* [WHAT YOU WILL DO]
a: Answer these questions from the essay, each on its own line:
(i) What does the essay say keeps expressive individualism's destructive force in check?
(ii) What does it name as prime examples of moral principles shaped by prejudice?
(iii) Who does it credit with reminding us that ideas have consequences?
b: List every group the essay says celebrates all three of these ideas as central to the modern experience.

* [EXTRACT]
^^^^^^^^

Once again, we must recognize that the opponents of same-sex marriage have also been drinking heavily at the springs that feed this powerful idea. Many conservatives have bought into their own form of expressive individualism, taking refuge in the structures of social order only when convenient, bending moral codes to our own individualistic demands, forfeiting moral obligations when they conflict with our favorite project — ourselves.
The control on the destructive force of expressive individualism is the reality of moral obligation and the goodness of true self-knowledge. As Christians know — and must always remember — we are known before we ever emerge to know. Our Creator knew us before we even came to be, and he established our identity before we came to know ourselves. True happiness can come only by embracing with gratitude the identity we are given by the Creator. This idea — now reaching even to sex and gender — is anathema to the modern mind.
The Claim of Moral Autonomy
Throughout most of human history, moral principles were considered to be objectively true and inviolate. The universe was understood to be ruled by a moral law established by a divine Lawgiver and Judge. That understanding has given way to the belief that most, if not all, moral principles are the products of social construction — we make them up as we go along.
While most criticisms of moral relativism are directed at individual conduct, on the larger scale, the entire society is increasingly convinced that moral principles must give way to new understandings, findings, and insights. When this idea is added to the progressivist understanding of history and the radical form of modern individualism, we have a recipe for moral revolution.
And, as with the other ideological factors we have considered, this one is also affirmed, to some degree, by both liberals and conservatives. There can be no doubt that some understandings of moral principle were indeed shaped by prejudice and ignorance, leading to great human suffering. Laws against interracial marriage were prime examples of this prejudice, and there are many others. Fear of minorities, including homosexuals, has led to scapegoating and hatred, cloaked in the language of moral rectitude. These things must give way to moral progress and be denounced with moral fervor.
But, once again, not all moral principles are examples of oppression. To the contrary, human life is only possible within the context of enduring moral laws and principles that liberate all human beings to their true humanity. This is where those who support same-sex marriage and those who oppose it face each other across a huge gulf of understanding. One side sees a moral mandate to liberate marriage from its heterosexual limitation. The other side sees natural marriage as a liberating, God-given institution for human flourishing. There is precious little shared ground in this debate.
Same-sex marriage is not an idea that emerged from a vacuum. The project of normalizing homosexuality has deep roots and ideological momentum. The elites, the entertainment culture, the news media, and the educational establishment celebrate all three of these ideas as central to the modern experience and as ideological propulsion into a better future.
So, when we wonder how it came to be that so many among us now favor same-sex marriage, we must remember that, to some extent or another, virtually all of us have embraced the ideas that make such a moral revolution thinkable. And ideas, as Richard Weaver famously reminded us, have consequences.

^^^^^^^^

* [DATA EXTRACT]
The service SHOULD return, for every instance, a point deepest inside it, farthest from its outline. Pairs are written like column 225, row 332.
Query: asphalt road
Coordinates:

^^^^^^^^

* [RESPONSES PER TASK]
a:
(i) The reality of moral obligation and the goodness of true self-knowledge.
(ii) Laws against interracial marriage.
(iii) Richard Weaver.

b:
- The elites
- The entertainment culture
- The news media
- The educational establishment